Data supplied:
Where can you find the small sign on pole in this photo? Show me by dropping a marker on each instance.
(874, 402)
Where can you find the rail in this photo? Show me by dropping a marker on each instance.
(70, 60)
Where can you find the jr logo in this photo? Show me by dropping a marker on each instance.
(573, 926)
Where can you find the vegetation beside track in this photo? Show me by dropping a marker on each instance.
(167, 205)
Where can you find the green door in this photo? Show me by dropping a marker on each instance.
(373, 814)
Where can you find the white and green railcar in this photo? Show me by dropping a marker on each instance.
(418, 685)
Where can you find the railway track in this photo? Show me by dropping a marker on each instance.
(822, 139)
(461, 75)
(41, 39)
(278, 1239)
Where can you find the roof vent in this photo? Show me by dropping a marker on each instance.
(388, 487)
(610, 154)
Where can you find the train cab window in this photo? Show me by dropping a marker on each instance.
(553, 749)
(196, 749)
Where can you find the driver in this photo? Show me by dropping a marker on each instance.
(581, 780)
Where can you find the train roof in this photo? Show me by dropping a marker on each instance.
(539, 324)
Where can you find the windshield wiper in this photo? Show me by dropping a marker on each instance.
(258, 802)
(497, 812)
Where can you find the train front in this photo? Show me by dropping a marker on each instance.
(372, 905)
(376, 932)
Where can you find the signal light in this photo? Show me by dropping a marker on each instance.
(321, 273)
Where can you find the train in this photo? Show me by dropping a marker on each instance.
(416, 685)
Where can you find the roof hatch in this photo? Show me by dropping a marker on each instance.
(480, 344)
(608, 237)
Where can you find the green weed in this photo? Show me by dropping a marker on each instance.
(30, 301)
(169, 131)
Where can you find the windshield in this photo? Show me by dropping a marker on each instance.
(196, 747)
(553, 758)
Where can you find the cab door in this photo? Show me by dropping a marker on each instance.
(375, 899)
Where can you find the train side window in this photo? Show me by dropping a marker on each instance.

Exercise: Return all of the entries above word for word, keeping every line unchanged and in its original order.

Answer for the task:
Where can you find the small sign on pole in this photo? Show me by dropping a marker on each instance.
(874, 402)
Where can you find the rail in this photo? Show me by dropping a marker on each instance.
(70, 60)
Where can you find the jr logo in this photo? Show me by dropping a marker on each instance.
(573, 926)
Where can you find the vegetation beside track in this photo? Show me by dropping a marker on each instance.
(167, 205)
Where can you find the green door in this photo? Show me by dropping a marker on each instance.
(373, 814)
Where can you find the white and green railcar in this photo? Show me by dropping a marker on each instance.
(418, 685)
Where can you find the railway track in this photo? Show me by dropping a marker on each instance.
(822, 139)
(461, 75)
(41, 39)
(278, 1239)
Where can you find the roof vent in this photo? Show me by dropping a marker on each instance.
(388, 487)
(610, 154)
Where can you find the train cab window in this photo? Show me by dropping a marker on each instance.
(553, 749)
(196, 749)
Where can you find the driver in this photo? Show me by dropping a marker on each instance.
(581, 780)
Where can you find the train roof in this photo? Show me by dropping a marker on each instance.
(539, 324)
Where can you find the windshield wiper in this photo? Show me by dropping a marker on each instance.
(258, 802)
(497, 812)
Where can you find the train front in this photo? Show me by dropping a marker on each instance.
(372, 905)
(376, 932)
Where can you find the signal light in this photo? Show me by dropping a marker on each instance.
(321, 273)
Where can you find the train in this photo? Show me by dropping a marker on each instance.
(416, 685)
Where can you find the roof hatch in this photo? Show me by dropping a marker on each instance.
(480, 344)
(608, 237)
Where can you find the green weed in this photo? Show me by dropping a marker on each instance.
(30, 301)
(169, 131)
Where can you find the windshield in this photo? Show me by dropping a marker on each instance.
(196, 747)
(553, 758)
Where can you find the cab door in this photo? Show me by dropping a marker on each instance.
(375, 899)
Where can you find the train side window in this photo? Show me by dropping a marker on each instance.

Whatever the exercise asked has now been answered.